## What to work on
In the data below, find each line carrying the string "plant" and copy it out.

───── Records for this exercise

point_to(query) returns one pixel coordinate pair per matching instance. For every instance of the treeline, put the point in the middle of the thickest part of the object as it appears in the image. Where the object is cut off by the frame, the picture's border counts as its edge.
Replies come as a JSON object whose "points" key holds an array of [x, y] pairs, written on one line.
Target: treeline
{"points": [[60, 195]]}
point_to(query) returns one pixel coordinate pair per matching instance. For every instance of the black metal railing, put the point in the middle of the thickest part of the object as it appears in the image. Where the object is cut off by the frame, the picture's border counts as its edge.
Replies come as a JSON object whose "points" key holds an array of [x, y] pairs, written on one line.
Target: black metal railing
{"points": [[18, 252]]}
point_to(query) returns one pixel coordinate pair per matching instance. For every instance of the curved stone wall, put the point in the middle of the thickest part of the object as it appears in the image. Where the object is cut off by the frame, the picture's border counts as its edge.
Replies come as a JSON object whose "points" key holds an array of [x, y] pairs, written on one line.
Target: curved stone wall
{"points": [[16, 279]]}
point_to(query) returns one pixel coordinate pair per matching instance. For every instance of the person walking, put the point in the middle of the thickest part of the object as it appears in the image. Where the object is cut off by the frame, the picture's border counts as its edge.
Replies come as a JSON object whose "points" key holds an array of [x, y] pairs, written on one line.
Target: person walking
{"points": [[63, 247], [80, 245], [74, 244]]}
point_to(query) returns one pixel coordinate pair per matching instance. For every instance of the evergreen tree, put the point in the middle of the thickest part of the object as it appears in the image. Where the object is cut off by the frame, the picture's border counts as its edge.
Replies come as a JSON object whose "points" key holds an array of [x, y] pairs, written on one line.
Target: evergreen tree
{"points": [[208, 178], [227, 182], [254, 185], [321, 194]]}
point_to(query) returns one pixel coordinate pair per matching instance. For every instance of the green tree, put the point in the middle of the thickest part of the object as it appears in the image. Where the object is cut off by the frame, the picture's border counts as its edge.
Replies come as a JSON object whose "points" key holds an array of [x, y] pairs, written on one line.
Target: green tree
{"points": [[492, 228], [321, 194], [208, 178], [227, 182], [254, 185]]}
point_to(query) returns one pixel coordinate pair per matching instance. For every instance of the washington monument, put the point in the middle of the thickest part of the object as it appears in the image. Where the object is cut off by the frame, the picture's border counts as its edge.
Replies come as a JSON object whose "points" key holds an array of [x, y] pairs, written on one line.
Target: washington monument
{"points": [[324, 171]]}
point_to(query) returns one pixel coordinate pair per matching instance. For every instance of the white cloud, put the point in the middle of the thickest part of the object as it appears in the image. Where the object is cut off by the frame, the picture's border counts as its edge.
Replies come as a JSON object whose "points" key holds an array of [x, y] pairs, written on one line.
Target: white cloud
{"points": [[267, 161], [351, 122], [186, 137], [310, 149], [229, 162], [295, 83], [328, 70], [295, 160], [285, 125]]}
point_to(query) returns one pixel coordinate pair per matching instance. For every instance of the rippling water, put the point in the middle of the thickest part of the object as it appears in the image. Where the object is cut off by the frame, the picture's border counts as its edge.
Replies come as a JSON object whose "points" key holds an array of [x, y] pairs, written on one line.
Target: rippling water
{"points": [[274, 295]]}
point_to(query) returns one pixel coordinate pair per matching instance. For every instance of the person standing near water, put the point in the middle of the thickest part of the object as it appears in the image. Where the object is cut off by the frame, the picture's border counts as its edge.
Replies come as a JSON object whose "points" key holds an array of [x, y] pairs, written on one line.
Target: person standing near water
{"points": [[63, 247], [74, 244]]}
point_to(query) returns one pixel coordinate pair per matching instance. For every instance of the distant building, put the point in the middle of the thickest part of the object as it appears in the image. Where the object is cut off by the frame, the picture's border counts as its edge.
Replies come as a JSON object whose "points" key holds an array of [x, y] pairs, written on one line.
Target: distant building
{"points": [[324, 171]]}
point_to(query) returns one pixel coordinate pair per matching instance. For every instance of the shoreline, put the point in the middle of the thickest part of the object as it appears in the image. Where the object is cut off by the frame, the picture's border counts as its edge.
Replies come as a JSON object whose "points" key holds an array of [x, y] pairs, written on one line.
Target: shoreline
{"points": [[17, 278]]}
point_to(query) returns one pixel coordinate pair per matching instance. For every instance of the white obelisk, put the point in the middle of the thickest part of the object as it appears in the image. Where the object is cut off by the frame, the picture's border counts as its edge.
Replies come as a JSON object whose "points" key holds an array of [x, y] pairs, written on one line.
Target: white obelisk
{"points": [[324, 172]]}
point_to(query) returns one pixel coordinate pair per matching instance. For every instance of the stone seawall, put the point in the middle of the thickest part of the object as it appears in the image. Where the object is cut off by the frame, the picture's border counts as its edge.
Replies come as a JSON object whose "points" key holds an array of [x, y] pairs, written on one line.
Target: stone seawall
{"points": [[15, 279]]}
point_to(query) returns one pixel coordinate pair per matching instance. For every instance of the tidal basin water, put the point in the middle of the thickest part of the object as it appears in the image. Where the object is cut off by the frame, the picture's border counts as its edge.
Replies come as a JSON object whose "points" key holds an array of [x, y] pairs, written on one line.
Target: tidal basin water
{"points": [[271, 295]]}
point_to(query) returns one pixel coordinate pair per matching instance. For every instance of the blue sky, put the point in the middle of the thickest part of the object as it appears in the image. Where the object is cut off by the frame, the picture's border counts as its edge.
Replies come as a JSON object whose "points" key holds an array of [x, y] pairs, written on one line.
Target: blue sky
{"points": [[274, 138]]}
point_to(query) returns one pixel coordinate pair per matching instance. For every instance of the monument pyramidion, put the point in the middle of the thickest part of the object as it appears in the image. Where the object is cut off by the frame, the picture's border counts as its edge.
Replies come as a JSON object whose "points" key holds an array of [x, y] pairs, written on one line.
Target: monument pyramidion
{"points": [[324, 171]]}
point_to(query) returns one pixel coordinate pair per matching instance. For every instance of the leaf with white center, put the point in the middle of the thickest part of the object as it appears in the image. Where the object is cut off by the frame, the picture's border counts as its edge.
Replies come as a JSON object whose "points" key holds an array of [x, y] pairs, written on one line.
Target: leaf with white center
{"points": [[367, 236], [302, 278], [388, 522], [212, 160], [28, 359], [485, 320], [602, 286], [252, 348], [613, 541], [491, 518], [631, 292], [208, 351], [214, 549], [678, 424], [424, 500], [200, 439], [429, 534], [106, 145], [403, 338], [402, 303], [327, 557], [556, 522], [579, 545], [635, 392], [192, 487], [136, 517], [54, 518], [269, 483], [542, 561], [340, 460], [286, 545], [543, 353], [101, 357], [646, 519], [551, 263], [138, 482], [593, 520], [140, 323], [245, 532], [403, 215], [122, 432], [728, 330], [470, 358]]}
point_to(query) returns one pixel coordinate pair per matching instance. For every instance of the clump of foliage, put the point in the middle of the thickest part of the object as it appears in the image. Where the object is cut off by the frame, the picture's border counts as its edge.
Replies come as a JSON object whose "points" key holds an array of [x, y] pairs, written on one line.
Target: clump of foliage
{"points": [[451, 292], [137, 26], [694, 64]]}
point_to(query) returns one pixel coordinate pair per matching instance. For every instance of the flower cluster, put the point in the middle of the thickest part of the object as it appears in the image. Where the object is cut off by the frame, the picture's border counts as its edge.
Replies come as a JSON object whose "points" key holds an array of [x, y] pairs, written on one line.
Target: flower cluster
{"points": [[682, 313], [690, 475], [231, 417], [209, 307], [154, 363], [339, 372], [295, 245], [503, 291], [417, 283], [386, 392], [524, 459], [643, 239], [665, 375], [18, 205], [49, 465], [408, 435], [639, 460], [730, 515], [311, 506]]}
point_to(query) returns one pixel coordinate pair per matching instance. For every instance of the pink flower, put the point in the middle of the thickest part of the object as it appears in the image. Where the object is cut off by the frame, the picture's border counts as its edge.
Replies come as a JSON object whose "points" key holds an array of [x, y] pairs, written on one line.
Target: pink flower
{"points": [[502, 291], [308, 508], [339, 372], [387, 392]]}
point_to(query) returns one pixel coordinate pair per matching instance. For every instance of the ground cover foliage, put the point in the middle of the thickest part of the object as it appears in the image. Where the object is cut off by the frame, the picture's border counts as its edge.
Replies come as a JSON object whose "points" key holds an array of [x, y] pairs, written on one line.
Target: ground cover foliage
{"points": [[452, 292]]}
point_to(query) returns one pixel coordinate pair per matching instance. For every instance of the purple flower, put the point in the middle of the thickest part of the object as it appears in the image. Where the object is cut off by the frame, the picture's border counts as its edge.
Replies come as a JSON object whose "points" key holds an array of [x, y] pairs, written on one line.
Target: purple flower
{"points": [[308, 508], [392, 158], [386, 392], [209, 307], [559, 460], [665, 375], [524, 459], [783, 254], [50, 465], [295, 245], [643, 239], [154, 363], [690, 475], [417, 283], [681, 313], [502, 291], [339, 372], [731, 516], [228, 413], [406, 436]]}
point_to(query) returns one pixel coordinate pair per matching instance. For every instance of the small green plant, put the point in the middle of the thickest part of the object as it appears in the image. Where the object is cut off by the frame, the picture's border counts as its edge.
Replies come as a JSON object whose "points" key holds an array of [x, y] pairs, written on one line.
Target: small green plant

──────────

## Result
point_to(query) returns one pixel coordinate pair per matching instance. For every instance of the small green plant, put the point in the middle of the thickest part of the object as it appears in the image. Where the object is cut off by the frame, the picture's border counts as its edge.
Target: small green plant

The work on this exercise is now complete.